WHAT IS NEEDED:
Report each line of the records below that contains the word "dirt", copying the line in full.

ROWS:

====

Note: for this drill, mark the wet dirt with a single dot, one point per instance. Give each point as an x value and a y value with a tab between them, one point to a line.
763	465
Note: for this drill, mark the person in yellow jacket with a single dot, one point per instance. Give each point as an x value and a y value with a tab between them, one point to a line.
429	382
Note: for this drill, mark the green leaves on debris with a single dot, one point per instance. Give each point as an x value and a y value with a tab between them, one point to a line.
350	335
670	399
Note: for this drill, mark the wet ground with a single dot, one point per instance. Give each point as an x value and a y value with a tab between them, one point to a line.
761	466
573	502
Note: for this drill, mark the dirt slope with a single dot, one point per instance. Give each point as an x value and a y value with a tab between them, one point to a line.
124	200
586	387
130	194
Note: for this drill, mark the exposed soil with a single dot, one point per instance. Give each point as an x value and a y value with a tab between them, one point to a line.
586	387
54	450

====

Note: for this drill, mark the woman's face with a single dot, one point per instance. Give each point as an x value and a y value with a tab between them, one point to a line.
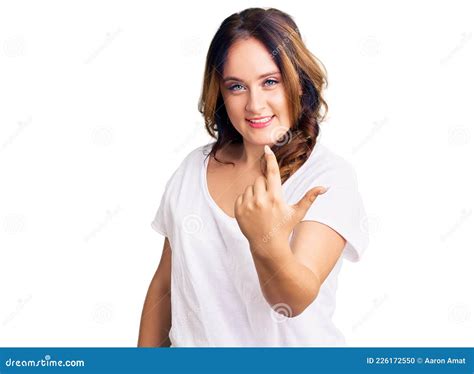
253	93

====

TASK RESULT:
Note: for this drill, mark the wet dirt with a single dot, one point per instance. Give each point as an x value and a y value with a tab between them, one point to a line.
Note: for this drill, mark the dirt slope with a single dot, one point per instance. Give each point as an x value and a y value with a tab between them, one point to a line.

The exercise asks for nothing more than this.